PAGE:

-------------------------

Currently, I have some textures that will be overlapping one another, for example :
However, when I apply lighting attenuation to it, texture seems to be blending together:
I'm not sure if I'm applying the formula correctly. Enabling/Disabling glBlendFunc doesnt seem to work either. Do I need to apply depth testing here, or is there a way to play with texture opacity properly? For now I only need overlapping to be rendered, while "ignoring" the underlapping portion. Thanks!

-------------------------

DATA LINES:
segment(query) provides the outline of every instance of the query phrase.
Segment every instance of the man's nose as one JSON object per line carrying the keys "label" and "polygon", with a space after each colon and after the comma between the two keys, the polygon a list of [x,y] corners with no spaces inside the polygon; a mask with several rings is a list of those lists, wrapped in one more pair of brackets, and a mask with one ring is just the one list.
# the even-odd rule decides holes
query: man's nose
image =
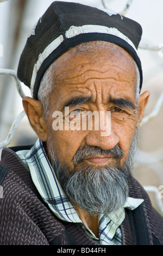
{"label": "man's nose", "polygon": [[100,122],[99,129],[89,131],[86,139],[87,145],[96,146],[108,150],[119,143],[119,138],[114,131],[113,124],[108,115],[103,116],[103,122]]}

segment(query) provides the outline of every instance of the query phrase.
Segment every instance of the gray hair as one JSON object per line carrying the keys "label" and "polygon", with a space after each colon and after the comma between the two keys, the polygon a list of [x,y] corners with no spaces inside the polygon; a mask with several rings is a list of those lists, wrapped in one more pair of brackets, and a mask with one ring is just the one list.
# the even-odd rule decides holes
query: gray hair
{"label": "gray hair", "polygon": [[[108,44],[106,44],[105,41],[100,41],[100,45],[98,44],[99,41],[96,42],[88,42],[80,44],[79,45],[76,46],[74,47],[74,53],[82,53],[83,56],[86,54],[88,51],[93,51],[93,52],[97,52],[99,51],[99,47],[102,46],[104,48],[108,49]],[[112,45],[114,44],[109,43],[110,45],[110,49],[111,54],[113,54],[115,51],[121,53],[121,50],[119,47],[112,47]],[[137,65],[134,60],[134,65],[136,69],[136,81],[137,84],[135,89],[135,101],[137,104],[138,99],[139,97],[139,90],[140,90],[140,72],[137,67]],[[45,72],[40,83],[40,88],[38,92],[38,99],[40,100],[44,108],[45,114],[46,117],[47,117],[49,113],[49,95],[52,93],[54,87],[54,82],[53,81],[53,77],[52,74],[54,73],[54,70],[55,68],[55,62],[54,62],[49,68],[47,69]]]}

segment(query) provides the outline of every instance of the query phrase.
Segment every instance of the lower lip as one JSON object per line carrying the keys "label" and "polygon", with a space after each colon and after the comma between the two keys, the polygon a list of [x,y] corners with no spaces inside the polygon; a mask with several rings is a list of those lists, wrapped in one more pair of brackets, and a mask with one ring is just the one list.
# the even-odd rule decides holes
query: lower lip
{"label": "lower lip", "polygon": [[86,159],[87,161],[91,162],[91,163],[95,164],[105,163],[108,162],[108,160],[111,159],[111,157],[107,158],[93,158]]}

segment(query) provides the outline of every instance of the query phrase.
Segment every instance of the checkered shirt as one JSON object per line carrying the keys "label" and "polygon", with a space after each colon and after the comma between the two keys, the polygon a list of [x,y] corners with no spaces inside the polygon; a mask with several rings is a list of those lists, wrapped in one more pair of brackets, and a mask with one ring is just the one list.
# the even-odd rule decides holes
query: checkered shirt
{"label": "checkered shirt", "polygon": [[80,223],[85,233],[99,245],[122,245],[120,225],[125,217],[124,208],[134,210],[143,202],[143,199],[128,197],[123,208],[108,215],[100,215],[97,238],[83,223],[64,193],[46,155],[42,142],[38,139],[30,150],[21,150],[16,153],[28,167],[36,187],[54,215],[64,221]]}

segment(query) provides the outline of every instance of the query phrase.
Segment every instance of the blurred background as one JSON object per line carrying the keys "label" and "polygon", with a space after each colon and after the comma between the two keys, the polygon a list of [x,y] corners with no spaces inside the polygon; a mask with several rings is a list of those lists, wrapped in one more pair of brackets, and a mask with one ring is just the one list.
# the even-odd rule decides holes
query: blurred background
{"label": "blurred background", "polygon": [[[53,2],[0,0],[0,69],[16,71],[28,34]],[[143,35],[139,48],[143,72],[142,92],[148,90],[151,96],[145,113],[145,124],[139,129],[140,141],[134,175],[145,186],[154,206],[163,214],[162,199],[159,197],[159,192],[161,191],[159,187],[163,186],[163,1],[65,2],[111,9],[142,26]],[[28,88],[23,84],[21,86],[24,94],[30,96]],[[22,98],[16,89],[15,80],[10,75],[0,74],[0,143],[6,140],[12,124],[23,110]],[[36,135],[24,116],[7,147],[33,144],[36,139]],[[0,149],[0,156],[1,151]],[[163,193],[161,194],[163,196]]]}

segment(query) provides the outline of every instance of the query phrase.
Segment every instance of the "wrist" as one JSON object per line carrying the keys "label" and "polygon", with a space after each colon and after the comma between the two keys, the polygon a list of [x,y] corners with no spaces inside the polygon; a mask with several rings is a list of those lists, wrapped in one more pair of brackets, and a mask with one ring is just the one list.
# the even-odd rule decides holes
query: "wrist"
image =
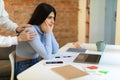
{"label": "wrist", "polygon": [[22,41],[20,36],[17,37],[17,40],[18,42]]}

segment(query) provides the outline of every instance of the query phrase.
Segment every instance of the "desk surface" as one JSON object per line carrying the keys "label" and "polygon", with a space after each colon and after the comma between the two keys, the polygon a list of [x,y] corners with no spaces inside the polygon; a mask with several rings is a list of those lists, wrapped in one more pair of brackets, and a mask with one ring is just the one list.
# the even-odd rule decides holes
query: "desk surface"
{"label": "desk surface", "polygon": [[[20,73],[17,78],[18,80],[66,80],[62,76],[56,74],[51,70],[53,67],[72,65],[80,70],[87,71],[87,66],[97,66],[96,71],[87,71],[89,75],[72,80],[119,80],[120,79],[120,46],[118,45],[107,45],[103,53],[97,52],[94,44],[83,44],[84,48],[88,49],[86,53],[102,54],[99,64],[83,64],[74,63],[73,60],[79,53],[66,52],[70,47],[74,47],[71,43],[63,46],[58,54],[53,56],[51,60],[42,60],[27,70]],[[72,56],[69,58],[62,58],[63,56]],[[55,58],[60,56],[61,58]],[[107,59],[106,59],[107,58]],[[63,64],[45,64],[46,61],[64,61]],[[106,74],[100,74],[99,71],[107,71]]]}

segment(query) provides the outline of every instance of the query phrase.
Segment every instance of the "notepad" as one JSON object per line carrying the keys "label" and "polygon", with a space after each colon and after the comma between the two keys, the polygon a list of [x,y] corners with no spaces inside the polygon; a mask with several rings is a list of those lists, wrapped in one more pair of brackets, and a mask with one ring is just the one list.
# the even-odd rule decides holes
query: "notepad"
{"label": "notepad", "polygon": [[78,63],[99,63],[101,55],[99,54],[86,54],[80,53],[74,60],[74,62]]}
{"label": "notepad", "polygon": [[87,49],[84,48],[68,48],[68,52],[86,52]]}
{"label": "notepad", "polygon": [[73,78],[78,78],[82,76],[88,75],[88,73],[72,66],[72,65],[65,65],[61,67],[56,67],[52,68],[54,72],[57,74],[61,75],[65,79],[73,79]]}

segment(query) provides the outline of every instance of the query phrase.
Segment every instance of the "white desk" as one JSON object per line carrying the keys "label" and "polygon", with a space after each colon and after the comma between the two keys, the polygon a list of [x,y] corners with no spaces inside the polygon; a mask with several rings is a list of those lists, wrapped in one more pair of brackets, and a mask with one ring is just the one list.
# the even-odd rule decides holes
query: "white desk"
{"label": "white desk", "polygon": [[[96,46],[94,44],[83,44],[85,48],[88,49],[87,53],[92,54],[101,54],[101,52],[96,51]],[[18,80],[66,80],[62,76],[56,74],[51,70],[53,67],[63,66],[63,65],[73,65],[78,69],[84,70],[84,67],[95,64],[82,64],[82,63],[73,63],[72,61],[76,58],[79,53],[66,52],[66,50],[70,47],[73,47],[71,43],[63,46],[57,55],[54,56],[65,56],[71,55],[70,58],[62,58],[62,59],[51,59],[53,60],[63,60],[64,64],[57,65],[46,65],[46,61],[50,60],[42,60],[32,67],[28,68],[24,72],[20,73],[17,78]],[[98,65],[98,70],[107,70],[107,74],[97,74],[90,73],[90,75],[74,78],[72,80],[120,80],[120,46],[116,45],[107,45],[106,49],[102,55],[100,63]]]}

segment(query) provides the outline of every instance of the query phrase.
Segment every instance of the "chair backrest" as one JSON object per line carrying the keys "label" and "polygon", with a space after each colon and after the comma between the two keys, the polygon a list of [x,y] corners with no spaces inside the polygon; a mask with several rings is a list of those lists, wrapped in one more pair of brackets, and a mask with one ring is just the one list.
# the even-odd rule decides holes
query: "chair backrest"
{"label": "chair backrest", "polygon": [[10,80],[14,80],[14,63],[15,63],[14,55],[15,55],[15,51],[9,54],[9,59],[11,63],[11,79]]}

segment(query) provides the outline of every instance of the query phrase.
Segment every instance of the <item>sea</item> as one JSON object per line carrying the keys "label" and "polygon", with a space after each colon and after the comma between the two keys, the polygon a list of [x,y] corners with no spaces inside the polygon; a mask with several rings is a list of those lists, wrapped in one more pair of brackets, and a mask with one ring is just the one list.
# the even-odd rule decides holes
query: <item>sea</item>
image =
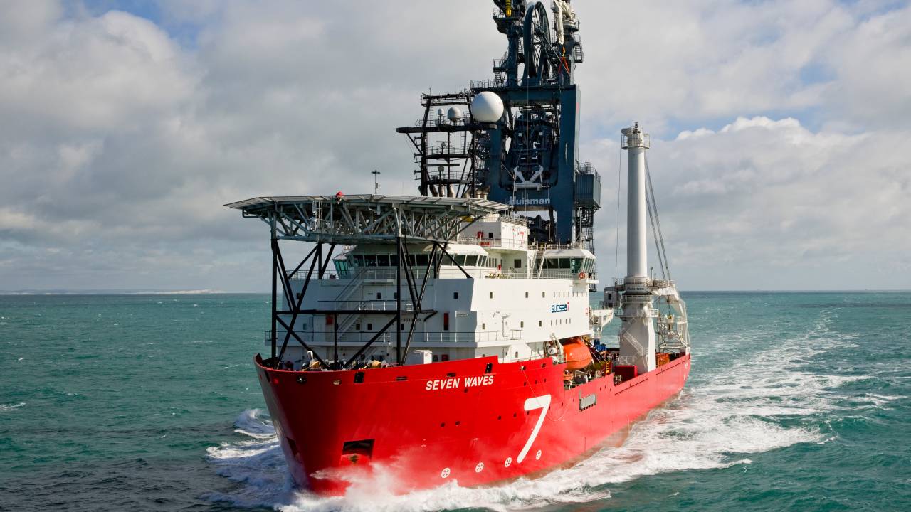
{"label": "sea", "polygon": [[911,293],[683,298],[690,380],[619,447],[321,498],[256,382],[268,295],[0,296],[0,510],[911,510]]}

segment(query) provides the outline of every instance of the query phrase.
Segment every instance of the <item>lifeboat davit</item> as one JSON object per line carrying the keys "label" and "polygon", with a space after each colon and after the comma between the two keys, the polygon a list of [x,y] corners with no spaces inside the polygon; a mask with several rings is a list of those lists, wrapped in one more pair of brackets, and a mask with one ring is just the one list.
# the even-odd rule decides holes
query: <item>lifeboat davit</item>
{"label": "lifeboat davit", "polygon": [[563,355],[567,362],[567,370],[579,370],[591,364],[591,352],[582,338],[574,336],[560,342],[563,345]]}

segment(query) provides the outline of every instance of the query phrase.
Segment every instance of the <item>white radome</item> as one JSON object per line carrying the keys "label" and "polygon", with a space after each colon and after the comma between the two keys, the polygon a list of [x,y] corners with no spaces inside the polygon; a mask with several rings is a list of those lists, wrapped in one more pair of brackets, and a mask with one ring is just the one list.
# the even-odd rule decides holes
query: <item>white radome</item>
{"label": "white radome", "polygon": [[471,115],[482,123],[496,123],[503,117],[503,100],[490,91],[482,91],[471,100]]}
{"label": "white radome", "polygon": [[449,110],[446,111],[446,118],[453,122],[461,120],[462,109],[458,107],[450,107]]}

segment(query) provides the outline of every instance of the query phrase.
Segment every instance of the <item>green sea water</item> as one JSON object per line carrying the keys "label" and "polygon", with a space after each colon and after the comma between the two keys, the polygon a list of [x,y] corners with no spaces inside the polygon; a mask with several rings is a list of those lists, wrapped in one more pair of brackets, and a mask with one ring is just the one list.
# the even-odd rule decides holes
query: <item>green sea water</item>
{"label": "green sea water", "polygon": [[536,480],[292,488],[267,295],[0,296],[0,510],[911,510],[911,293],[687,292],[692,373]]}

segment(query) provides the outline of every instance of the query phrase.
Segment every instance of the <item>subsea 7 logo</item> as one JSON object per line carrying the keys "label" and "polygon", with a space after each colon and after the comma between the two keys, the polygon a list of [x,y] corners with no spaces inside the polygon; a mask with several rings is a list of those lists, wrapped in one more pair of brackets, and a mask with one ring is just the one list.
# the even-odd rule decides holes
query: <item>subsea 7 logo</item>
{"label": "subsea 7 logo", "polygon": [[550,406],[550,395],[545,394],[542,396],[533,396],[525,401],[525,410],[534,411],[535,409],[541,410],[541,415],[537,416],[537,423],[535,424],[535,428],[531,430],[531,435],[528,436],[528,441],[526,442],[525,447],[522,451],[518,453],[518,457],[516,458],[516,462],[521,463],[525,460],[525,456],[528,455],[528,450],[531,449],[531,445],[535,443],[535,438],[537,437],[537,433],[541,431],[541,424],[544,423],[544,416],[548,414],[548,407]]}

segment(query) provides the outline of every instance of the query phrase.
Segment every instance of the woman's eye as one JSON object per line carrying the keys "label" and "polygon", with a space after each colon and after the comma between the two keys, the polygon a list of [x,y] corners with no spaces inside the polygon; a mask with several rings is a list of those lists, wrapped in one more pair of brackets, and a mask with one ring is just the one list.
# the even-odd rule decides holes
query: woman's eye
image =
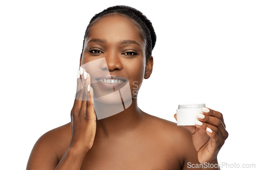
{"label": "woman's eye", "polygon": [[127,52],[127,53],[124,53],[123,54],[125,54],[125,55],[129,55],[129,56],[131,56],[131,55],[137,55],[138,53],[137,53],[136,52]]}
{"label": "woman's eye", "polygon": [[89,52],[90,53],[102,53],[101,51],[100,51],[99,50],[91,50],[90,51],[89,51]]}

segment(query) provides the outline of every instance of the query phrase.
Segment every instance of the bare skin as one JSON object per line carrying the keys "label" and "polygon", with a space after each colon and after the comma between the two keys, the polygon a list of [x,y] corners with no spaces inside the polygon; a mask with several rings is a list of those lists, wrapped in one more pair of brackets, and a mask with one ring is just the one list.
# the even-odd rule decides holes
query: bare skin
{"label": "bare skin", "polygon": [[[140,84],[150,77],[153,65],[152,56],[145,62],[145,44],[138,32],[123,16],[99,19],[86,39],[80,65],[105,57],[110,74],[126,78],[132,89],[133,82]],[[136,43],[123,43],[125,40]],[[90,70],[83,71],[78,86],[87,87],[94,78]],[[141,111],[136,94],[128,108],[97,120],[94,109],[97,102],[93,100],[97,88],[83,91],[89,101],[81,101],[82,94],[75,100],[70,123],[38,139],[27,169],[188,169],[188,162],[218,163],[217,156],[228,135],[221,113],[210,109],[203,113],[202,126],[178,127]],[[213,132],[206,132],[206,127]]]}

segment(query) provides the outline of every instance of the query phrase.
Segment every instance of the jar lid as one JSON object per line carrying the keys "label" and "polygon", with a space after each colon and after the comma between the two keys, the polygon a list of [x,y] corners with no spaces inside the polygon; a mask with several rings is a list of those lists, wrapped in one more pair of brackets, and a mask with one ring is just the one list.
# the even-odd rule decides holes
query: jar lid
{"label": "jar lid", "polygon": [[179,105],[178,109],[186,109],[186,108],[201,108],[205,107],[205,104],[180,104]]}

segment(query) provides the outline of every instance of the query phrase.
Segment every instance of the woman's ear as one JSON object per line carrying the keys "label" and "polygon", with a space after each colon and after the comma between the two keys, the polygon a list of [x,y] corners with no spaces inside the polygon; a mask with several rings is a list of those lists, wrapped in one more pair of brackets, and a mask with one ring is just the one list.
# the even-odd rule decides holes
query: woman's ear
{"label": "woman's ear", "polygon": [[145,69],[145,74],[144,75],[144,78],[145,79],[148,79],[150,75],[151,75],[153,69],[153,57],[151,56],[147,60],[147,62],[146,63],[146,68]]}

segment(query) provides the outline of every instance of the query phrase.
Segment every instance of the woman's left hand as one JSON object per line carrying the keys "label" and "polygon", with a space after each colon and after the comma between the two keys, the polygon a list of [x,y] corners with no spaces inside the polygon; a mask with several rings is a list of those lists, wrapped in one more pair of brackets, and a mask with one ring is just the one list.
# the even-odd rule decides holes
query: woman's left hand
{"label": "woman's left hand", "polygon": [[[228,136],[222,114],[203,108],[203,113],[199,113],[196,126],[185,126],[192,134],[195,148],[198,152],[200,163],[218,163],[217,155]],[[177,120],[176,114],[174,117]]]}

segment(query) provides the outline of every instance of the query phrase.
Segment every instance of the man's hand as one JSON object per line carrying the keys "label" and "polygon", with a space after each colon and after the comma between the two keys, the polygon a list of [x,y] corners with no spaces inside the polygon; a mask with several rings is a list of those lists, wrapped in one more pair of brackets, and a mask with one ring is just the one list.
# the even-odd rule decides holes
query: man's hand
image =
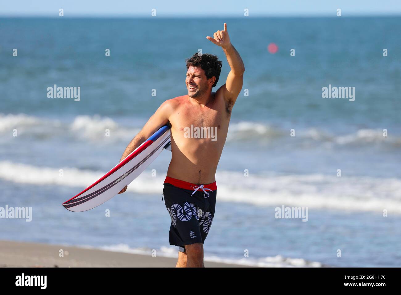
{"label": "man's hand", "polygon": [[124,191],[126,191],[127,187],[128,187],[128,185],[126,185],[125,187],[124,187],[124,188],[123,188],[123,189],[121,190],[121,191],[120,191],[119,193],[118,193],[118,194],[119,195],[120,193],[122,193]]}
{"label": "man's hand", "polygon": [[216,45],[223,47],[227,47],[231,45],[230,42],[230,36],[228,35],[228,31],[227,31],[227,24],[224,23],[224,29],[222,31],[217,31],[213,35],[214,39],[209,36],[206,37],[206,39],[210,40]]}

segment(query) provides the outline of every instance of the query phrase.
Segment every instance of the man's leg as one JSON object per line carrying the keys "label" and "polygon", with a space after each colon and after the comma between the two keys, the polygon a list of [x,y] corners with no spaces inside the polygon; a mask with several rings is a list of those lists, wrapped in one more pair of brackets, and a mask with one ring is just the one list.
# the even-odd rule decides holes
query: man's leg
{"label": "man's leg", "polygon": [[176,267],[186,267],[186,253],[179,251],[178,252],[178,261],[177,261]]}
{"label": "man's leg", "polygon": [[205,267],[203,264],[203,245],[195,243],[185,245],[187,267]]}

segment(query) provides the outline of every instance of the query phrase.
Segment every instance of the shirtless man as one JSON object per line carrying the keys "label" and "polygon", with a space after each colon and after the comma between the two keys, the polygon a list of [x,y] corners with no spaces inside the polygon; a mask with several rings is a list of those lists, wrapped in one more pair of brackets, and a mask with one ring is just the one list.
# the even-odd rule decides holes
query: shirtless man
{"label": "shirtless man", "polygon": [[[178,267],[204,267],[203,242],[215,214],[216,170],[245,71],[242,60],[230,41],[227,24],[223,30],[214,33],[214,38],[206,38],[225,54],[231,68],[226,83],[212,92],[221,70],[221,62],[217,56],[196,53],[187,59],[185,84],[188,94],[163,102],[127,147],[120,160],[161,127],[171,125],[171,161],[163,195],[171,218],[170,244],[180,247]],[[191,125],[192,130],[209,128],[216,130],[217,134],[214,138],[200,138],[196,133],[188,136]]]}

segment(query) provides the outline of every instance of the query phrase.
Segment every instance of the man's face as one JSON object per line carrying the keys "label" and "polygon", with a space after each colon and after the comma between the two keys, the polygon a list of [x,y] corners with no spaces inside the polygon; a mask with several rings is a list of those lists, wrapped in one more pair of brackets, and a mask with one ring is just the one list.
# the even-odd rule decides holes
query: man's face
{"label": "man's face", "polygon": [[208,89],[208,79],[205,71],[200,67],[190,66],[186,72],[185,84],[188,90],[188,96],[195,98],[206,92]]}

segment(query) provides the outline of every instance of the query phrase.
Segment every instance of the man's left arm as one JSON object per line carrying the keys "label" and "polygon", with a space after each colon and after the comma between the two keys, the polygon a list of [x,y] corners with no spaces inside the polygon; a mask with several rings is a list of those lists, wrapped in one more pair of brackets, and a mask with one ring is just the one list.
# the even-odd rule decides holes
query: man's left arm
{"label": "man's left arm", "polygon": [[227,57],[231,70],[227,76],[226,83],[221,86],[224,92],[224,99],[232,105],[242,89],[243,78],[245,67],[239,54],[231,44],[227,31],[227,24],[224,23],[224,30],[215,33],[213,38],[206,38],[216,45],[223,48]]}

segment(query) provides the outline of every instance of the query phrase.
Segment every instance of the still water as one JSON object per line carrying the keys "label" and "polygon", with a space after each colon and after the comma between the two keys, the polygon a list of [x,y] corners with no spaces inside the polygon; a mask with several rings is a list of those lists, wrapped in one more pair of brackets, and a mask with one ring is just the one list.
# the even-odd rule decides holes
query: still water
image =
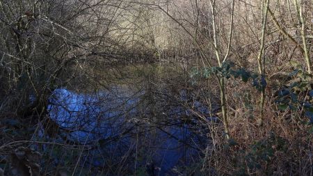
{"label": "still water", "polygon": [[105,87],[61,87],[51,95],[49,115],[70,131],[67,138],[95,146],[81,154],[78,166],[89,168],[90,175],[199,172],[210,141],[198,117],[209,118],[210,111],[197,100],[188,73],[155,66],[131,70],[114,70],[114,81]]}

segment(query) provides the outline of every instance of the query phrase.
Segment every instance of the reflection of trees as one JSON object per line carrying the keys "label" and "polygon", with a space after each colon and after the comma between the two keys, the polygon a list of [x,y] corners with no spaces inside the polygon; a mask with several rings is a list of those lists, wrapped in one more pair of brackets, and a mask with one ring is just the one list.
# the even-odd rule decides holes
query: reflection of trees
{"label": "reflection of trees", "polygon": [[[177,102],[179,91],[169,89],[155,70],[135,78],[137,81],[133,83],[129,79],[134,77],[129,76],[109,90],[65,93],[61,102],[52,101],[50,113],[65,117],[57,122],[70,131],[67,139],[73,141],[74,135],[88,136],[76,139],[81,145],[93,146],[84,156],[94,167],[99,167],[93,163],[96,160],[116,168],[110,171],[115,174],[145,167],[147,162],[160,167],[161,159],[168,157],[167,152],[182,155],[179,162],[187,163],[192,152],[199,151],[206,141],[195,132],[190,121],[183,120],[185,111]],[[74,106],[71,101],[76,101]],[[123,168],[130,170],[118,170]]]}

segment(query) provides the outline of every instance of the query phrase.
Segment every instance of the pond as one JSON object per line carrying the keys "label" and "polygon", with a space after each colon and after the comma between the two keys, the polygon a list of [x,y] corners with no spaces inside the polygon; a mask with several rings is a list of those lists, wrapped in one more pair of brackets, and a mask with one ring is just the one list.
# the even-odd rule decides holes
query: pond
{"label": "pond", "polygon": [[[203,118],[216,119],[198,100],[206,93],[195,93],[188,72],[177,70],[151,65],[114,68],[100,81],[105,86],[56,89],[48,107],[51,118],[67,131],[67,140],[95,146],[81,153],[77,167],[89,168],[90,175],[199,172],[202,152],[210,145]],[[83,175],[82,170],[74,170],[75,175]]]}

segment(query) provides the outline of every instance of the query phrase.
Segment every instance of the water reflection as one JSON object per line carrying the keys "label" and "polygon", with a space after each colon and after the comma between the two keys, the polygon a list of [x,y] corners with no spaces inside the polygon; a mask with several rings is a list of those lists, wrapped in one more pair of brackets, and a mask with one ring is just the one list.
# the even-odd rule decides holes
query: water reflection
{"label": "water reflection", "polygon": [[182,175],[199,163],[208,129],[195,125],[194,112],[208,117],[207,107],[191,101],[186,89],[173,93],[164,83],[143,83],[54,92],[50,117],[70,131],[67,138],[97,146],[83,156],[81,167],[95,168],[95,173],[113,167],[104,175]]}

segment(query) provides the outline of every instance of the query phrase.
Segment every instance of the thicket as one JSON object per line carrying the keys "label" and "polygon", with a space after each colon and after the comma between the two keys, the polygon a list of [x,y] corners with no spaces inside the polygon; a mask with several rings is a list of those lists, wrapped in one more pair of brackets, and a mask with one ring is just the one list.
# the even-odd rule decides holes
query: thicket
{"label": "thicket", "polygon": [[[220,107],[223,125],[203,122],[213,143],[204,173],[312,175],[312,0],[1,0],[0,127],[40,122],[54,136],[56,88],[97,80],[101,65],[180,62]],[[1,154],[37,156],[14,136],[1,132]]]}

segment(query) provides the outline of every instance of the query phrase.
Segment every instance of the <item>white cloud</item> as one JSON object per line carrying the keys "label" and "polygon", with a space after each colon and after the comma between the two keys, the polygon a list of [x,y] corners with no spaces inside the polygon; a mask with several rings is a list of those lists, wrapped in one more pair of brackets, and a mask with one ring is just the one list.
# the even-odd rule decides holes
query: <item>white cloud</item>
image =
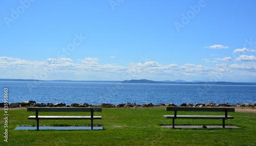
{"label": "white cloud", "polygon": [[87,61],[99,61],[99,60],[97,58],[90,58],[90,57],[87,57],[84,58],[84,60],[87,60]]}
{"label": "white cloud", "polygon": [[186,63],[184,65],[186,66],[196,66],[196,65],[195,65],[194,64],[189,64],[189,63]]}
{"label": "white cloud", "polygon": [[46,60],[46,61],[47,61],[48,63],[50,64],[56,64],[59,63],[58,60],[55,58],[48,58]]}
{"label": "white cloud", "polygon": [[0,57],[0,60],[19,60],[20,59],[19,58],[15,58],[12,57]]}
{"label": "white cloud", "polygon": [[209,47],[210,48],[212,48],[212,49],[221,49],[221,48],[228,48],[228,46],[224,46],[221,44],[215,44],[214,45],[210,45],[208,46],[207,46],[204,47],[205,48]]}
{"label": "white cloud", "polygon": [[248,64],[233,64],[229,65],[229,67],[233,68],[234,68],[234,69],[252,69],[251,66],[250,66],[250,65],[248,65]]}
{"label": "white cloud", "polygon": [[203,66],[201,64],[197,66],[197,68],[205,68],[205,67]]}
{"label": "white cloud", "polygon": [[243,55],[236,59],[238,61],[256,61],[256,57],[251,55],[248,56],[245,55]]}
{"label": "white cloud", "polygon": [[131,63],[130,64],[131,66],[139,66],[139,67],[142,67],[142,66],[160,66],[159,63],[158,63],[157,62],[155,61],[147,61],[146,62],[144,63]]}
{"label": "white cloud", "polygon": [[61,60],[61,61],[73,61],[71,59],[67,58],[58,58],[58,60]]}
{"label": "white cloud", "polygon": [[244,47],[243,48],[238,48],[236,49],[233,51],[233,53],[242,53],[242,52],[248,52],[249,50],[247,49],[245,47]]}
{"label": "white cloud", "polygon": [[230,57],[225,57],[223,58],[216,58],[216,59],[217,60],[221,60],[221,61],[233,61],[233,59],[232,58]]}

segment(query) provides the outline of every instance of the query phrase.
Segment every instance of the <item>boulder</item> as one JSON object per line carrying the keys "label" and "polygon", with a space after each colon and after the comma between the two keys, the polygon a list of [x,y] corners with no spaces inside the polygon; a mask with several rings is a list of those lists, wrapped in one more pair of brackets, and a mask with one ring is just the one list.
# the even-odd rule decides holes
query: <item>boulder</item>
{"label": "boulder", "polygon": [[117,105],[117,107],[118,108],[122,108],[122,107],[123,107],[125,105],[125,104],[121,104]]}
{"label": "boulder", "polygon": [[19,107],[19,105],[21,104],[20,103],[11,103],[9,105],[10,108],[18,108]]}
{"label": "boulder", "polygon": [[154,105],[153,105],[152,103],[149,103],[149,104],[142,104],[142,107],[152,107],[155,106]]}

-------------------------

DIRECTIVE 1: In the post, what happens to the texture once lighting attenuation is applied?
DIRECTIVE 2: Pick out every line in the listing that contains the word "nose".

CORRECT ANSWER 1: The texture seems to blend together.

CORRECT ANSWER 2:
Segment every instance of the man's nose as one JSON object per line carrying the keys "label" and "polygon", with a space after each colon and after the comma between the two keys, the polygon a list of [x,y] corners with no spaces inside the polygon; a mask with several rings is a list of those lists, wrapped in one more pair of brackets, and a mask with one ring is just the one list.
query: man's nose
{"label": "man's nose", "polygon": [[100,122],[99,129],[89,131],[86,139],[87,145],[96,146],[108,150],[119,143],[119,138],[114,131],[113,124],[108,115],[103,116],[103,122]]}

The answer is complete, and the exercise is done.